**Problems to solve:**
a) Using the forum thread on custom dash wording, mark each statement yes or no and quote the words that settle it: (i) The member whose dash read FATBITCH says Chris is the only one who can do it. (ii) fateBlowsUrMind had the work done alone, not as part of a group. (iii) RADIO says a Tech 2 can make the change.
b) Reproduce the part of the forum thread on custom dash wording starting at "FATBITCH was mine, talk" and ending at "is online now.".

**Text:**

# Custom wording in display area?



## sharkbite1979 (Nov 25, 2005)

How do you get a custom word or saying to appear in the main window for the information display area? I saw a guy that did it here and had it read "Fat Bitch." Can anybody do this, or do you have to get custom dash "tuning?" Thanks! 

Aaron


----------



## RADIO (Jun 30, 2006)

sharkbite1979 said:


> How do you get a custom word or saying to appear in the main window for the information display area? I saw a guy that did it here and had it read "Fat Bitch." Can anybody do this, or do you have to get custom dash "tuning?" Thanks!
> 
> Aaron


FATBITCH was mine, talk to Chris a.k.a. GTPprix here on the board, he's the only one that can do it!:cheers


----------



## 05GTO (Oct 6, 2004)

Send Chris White a PM, he is online now.


----------



## 04GoatBoy (Jun 22, 2006)

...or anyone with a Tech 2. lol.


----------



## fateBlowsUrMind (Jul 3, 2006)

I paid 155$ and had it done in a group of roughly 15 think it was, It might be cheaper if you get 15 or more to pay in full by the due date.., he came down from Michigan? and did it for us Indiana goats this last saturday.. I had < SOURGIRL 2004 > put in my dash =) along with a few other cool things he was able to offer... Holden logo, no more stupid 1-4 shift light and my display is dimmer.. :cool


----------



## RADIO (Jun 30, 2006)

04GoatBoy said:


> ...or anyone with a Tech 2. lol.


Tech 2 won't do it or I wouldn't have paid Chris, would've been cool though.


----------

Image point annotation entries

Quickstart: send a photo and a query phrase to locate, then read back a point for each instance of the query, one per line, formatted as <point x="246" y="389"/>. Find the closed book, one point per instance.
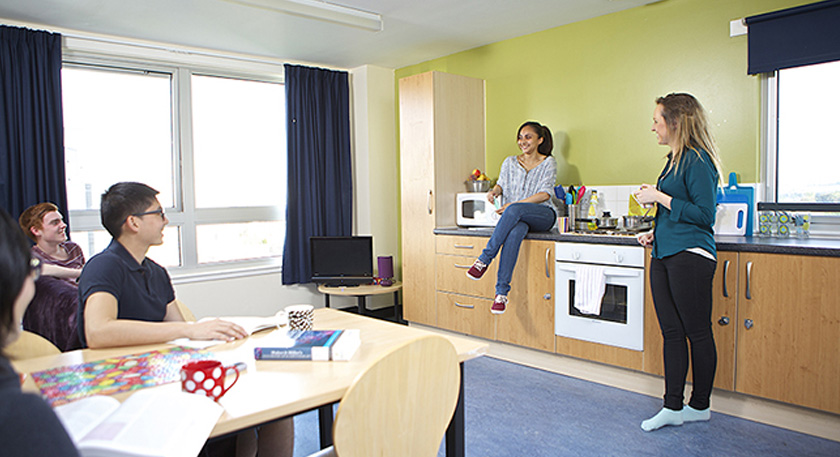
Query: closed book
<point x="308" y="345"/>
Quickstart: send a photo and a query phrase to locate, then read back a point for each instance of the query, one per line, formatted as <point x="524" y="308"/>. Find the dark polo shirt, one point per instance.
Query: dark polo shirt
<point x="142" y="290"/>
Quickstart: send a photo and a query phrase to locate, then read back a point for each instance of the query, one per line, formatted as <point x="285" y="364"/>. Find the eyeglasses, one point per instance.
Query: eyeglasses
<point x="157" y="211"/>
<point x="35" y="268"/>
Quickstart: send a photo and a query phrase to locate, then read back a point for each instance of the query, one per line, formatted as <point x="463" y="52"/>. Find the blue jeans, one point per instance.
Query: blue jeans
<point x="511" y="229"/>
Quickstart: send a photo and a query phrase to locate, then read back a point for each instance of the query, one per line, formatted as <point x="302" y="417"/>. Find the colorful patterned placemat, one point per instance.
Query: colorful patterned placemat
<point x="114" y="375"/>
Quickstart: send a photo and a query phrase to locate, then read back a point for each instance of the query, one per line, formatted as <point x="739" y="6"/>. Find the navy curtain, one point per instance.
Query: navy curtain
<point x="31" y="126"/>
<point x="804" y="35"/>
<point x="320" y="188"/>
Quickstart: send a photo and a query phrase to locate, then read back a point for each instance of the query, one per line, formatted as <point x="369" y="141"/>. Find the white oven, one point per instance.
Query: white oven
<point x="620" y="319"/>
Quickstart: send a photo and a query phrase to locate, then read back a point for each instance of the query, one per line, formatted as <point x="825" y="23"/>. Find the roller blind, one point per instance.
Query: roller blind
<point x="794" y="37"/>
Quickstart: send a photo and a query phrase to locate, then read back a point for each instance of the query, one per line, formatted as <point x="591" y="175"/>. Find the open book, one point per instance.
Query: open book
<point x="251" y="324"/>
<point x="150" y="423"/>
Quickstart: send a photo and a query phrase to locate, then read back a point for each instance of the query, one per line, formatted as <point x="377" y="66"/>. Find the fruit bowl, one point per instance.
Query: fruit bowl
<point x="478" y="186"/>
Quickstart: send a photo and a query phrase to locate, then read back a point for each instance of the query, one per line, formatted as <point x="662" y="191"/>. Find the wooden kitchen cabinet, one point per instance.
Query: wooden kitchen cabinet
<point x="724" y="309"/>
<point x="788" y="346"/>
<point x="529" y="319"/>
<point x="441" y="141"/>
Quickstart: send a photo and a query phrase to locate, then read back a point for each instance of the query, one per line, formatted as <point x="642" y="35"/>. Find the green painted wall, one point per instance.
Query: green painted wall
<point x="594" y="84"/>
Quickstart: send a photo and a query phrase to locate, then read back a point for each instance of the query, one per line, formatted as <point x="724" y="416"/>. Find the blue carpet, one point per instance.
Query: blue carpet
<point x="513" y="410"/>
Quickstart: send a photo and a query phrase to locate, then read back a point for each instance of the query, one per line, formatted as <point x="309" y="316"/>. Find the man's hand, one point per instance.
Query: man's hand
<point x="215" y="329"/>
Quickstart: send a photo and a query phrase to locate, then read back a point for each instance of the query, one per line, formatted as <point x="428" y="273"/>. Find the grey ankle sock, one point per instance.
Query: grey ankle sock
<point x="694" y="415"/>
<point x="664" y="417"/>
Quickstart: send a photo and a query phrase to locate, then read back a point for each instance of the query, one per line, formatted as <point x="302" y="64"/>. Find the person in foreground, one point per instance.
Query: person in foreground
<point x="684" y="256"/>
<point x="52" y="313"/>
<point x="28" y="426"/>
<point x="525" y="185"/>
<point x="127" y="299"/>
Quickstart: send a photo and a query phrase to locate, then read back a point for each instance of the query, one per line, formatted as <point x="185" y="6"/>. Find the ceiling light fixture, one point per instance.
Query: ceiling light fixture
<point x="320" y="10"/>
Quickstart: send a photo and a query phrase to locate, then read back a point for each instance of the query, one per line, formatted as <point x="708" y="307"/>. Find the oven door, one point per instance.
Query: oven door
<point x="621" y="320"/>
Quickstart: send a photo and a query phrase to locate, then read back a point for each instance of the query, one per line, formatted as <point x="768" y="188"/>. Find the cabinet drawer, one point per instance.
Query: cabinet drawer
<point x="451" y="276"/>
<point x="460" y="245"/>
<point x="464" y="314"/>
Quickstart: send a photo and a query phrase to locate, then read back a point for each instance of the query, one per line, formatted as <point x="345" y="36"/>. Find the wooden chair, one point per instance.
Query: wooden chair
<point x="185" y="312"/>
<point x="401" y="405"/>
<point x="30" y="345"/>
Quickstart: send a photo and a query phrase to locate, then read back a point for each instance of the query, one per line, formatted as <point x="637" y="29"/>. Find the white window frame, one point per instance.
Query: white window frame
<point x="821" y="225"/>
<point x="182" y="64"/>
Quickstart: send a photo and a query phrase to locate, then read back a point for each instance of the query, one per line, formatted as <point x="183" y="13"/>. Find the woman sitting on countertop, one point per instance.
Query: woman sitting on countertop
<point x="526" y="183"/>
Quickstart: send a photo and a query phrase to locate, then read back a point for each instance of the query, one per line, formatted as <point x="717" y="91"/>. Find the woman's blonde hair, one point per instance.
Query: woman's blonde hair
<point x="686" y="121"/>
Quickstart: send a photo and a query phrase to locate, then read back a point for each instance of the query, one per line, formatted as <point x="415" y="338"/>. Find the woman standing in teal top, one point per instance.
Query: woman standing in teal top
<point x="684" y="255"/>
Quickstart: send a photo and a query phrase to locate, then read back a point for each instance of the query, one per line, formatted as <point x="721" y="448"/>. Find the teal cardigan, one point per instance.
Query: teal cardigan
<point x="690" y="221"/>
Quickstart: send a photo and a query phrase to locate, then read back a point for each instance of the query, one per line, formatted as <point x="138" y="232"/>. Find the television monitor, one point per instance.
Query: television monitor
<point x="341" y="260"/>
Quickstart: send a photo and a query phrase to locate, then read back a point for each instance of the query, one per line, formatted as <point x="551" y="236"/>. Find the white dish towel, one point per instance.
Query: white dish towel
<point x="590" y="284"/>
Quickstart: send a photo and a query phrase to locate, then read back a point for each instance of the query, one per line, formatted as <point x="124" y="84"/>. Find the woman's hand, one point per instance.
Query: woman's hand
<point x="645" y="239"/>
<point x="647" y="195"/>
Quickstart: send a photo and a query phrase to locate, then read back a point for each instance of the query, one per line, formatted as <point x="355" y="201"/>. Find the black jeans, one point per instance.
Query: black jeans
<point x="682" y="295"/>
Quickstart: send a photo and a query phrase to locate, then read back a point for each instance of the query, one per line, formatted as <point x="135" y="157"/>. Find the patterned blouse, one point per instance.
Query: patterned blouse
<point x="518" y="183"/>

**Exercise solutions:**
a)
(i) Yes: "he's the only one that can do it!"
(ii) No: "I paid 155$ and had it done in a group of roughly 15 think it was"
(iii) No: "Tech 2 won't do it or I wouldn't have paid Chris"

b)
FATBITCH was mine, talk to Chris a.k.a. GTPprix here on the board, he's the only one that can do it!:cheers


----------



## 05GTO (Oct 6, 2004)

Send Chris White a PM, he is online now.